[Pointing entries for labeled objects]
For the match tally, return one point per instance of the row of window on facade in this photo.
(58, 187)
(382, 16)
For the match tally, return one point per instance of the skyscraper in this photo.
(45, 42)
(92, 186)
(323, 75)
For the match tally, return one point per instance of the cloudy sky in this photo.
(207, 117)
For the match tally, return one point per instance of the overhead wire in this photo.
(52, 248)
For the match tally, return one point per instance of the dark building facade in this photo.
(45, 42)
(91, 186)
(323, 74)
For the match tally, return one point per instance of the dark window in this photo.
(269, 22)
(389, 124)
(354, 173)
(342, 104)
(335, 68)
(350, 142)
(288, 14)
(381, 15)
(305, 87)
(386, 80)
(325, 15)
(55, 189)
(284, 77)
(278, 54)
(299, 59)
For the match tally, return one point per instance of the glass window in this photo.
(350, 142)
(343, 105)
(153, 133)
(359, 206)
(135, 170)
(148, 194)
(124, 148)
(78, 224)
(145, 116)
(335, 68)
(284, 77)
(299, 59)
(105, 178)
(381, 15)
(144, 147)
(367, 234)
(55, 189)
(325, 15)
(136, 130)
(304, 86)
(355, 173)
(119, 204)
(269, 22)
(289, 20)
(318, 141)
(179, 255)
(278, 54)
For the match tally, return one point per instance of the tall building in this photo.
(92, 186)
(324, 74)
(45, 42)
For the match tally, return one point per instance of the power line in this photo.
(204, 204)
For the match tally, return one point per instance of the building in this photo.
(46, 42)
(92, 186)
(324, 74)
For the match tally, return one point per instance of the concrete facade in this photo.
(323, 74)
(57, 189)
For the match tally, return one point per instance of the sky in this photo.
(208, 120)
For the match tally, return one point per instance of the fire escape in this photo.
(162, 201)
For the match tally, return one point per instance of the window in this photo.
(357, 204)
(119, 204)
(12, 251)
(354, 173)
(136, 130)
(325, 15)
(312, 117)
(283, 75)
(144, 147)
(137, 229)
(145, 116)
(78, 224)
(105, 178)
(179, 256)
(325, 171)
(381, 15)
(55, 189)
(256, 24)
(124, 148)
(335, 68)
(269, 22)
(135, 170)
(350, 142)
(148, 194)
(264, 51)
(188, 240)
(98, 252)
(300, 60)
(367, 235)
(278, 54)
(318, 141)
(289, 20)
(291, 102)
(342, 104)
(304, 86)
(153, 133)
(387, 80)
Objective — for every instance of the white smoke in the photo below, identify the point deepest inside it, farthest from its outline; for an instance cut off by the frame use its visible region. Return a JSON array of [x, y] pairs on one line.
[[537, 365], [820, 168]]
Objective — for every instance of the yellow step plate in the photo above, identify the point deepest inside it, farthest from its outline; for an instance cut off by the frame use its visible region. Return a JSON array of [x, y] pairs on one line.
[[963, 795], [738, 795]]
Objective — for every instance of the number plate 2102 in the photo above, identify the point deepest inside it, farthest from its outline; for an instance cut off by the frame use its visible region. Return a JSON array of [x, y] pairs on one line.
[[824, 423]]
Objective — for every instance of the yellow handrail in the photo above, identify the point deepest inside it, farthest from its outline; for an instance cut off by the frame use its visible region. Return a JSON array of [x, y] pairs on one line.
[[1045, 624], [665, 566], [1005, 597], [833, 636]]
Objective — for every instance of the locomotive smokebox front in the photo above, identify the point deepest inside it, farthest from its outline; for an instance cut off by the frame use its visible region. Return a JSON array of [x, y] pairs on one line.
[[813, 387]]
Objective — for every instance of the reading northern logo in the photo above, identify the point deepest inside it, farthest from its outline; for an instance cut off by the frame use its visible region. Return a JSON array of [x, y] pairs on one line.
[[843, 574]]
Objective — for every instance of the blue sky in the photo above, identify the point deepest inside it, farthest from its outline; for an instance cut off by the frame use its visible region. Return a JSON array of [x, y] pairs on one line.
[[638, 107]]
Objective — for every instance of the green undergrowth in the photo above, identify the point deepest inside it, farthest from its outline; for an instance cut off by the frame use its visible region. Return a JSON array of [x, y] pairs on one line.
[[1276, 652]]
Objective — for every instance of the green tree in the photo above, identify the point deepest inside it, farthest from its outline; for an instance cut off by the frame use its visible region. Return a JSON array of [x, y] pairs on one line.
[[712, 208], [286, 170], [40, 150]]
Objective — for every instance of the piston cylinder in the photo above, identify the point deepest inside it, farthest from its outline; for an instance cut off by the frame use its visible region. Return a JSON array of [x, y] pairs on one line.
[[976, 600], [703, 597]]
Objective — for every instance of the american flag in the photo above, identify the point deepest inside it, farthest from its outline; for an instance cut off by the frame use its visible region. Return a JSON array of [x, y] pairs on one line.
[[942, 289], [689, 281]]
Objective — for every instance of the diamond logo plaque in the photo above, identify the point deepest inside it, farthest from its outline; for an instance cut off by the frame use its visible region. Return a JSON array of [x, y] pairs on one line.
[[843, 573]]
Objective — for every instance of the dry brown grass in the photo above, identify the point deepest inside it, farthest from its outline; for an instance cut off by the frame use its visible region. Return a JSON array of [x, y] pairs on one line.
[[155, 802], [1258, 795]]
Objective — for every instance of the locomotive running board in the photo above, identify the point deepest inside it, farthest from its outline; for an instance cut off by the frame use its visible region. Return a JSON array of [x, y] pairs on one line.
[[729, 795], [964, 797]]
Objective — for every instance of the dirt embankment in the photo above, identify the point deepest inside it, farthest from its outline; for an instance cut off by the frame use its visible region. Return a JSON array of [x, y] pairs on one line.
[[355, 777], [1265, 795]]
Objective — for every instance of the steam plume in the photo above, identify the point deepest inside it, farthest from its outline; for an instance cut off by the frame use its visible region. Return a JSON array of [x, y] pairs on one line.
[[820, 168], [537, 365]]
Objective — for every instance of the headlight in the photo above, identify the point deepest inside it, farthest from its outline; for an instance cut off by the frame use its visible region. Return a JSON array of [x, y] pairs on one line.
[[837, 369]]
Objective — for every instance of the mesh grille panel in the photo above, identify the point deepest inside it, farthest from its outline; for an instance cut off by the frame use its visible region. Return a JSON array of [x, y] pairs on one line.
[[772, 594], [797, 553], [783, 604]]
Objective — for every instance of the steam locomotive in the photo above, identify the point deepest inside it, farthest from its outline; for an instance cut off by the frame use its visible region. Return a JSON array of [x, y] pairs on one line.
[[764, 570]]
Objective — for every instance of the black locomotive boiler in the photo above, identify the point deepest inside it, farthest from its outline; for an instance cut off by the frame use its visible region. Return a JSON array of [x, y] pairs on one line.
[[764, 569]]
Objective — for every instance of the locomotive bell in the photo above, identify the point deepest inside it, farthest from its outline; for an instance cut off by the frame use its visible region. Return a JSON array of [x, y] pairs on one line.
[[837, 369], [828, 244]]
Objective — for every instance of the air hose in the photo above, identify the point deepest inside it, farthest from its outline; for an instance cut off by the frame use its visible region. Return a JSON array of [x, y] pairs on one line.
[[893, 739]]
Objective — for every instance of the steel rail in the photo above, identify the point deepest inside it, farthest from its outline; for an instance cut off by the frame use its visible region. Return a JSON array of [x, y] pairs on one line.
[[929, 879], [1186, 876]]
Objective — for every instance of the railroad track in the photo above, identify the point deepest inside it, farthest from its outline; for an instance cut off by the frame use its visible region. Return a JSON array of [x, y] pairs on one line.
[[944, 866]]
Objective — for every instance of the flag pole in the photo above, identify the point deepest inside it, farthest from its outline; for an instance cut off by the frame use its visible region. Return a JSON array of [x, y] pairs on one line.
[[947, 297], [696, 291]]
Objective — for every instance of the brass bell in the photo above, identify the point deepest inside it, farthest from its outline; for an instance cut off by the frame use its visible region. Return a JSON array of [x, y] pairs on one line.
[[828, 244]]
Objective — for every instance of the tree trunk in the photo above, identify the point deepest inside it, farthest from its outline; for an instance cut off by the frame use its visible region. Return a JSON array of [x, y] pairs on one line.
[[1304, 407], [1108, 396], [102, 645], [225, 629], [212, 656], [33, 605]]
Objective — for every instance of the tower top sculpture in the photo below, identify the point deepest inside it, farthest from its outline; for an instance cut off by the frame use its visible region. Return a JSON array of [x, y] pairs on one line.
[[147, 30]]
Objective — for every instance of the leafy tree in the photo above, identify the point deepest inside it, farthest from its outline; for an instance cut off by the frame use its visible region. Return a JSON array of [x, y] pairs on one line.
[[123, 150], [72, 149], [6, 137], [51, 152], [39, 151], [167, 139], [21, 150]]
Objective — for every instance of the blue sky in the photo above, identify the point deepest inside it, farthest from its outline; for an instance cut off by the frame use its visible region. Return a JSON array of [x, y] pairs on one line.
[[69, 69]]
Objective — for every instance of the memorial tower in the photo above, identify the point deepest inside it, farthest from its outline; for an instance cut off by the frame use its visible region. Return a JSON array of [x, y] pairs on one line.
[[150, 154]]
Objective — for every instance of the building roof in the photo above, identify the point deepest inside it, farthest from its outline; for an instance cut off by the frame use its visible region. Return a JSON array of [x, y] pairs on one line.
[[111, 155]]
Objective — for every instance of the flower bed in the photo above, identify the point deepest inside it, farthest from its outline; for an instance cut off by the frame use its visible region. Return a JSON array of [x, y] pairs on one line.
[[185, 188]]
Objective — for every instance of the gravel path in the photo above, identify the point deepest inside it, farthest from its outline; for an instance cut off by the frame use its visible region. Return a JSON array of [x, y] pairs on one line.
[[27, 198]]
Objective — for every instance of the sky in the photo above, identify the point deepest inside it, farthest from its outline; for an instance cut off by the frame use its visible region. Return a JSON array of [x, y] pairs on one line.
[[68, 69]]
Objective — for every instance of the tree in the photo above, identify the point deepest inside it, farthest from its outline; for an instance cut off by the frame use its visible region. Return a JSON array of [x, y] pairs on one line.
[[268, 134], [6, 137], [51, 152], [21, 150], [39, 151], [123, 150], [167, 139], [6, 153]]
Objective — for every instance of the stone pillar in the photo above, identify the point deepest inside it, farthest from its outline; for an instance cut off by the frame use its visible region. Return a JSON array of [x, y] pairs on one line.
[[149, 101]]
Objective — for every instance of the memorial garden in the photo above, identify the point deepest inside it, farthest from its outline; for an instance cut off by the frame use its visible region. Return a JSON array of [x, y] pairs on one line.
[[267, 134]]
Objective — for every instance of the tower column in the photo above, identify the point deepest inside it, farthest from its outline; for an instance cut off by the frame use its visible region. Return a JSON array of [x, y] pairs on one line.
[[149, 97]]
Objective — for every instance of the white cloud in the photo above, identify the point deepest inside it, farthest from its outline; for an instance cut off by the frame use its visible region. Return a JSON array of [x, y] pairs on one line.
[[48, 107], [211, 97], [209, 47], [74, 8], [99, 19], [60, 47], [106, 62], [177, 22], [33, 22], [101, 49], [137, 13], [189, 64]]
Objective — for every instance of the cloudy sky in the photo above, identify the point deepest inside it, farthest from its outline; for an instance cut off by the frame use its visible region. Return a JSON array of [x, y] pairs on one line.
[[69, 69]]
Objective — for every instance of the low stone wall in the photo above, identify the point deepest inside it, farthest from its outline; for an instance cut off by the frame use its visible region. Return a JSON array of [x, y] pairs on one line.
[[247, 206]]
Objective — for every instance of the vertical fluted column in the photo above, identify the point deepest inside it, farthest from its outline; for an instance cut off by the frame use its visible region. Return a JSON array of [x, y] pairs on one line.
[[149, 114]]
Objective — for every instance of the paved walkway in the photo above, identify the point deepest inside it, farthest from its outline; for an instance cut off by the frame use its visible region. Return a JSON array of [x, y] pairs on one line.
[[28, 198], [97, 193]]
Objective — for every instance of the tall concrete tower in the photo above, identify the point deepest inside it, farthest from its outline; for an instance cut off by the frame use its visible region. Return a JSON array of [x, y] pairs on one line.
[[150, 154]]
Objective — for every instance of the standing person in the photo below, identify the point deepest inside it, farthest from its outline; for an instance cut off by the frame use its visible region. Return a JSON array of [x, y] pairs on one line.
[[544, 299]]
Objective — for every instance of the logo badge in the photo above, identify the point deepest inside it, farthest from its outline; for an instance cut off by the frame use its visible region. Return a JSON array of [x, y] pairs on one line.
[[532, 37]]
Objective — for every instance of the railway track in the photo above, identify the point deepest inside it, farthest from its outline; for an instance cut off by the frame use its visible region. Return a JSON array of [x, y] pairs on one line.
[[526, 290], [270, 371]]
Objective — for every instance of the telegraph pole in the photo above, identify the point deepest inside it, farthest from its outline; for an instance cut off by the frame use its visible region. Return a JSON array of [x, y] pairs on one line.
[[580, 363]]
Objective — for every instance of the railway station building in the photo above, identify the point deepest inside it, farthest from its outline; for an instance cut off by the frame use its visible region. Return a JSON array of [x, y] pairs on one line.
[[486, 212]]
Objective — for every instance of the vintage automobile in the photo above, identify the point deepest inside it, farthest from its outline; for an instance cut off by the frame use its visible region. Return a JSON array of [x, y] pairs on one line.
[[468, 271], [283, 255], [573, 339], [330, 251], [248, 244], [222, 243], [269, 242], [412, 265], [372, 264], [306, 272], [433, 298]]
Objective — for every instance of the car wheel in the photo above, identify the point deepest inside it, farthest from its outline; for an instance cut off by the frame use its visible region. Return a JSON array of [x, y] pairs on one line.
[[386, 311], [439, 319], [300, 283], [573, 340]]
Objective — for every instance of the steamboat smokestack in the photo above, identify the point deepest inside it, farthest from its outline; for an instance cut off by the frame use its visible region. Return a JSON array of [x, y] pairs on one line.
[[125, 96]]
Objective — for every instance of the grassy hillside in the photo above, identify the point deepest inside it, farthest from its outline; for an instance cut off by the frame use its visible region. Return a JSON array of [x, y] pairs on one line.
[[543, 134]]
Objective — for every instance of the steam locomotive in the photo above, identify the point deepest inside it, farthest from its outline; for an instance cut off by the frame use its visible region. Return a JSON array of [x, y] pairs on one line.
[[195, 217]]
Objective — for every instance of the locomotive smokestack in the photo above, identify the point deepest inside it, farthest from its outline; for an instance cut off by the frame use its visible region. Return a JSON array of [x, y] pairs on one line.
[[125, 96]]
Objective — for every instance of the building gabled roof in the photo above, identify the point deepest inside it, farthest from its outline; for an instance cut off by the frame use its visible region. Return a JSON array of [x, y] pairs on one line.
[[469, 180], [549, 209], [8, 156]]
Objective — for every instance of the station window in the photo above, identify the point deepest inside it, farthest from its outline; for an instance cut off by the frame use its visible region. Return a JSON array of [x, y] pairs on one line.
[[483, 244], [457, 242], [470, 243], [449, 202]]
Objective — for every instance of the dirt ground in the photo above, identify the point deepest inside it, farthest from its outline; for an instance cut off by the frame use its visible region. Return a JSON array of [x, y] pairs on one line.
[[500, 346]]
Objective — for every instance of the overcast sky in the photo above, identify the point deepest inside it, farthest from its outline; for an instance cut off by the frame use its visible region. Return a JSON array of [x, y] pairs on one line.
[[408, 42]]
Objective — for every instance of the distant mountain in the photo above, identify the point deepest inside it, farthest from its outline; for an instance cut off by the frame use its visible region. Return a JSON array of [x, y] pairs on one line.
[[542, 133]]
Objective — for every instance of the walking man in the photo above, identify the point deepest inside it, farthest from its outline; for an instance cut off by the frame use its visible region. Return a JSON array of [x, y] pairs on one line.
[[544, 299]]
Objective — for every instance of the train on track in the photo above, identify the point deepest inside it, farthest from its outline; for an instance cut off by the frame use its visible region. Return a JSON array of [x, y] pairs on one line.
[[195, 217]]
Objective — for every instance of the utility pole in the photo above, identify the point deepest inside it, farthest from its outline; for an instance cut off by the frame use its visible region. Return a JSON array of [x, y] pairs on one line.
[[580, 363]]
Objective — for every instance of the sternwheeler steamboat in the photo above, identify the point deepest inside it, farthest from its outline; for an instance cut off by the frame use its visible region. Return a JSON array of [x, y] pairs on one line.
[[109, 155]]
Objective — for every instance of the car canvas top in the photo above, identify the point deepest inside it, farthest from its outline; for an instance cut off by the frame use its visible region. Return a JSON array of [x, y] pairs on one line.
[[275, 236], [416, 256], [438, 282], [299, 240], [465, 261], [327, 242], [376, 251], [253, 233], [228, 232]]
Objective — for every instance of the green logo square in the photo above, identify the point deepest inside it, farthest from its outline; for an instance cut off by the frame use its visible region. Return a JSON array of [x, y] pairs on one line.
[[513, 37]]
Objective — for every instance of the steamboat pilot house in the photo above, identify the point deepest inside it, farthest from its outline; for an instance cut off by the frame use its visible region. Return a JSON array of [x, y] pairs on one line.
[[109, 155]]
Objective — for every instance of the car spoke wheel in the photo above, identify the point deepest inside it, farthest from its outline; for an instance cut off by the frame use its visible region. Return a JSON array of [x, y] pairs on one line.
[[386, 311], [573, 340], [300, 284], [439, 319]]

> WHAT YOU ARE ASKED TO DO:
Format the lines above as a numbered list, from the line containing "Objective — for every instance of the sternwheeler" through the end of the records, inclusive, and leave out any blank lines.

> COMPLETE OUTPUT:
1. Objective — for every instance of the sternwheeler steamboat in the photo above, identify the point deepest inside it, farthest from its outline; for an instance cut off by the frame use its visible region. Return a JSON array of [x, y] pairs on one line.
2. [[109, 155]]
3. Objective — for every instance of the car canvas top in the photo above, identify the point deepest inside it, farthest from its outline; for an instance cut off by the frame use its visible region. Return a JSON array of [x, y] pairs on one line.
4. [[275, 236], [416, 256], [438, 282], [299, 240], [465, 261], [327, 242], [376, 251], [253, 233], [228, 232]]
5. Objective — for every instance of the green logo square in the photo above, identify the point deepest inside it, farthest from its outline; for an instance cut off by the frame use its visible region. Return a JSON array of [x, y] pairs on one line.
6. [[513, 37]]
7. Objective — for every instance of the steamboat pilot house in the photo above, identify the point deepest inside it, farthest from its outline; for an instance cut off by the frame use its visible region. Return a JSON array of [x, y] pairs on one line.
8. [[109, 155]]
9. Objective — for every instance of the car spoke wheel in the photo above, identify the point deepest inside it, farthest from its outline; for an instance cut off by the frame use its visible region. Return a JSON array of [x, y] pairs on one line.
10. [[386, 311], [573, 340], [300, 284], [439, 319]]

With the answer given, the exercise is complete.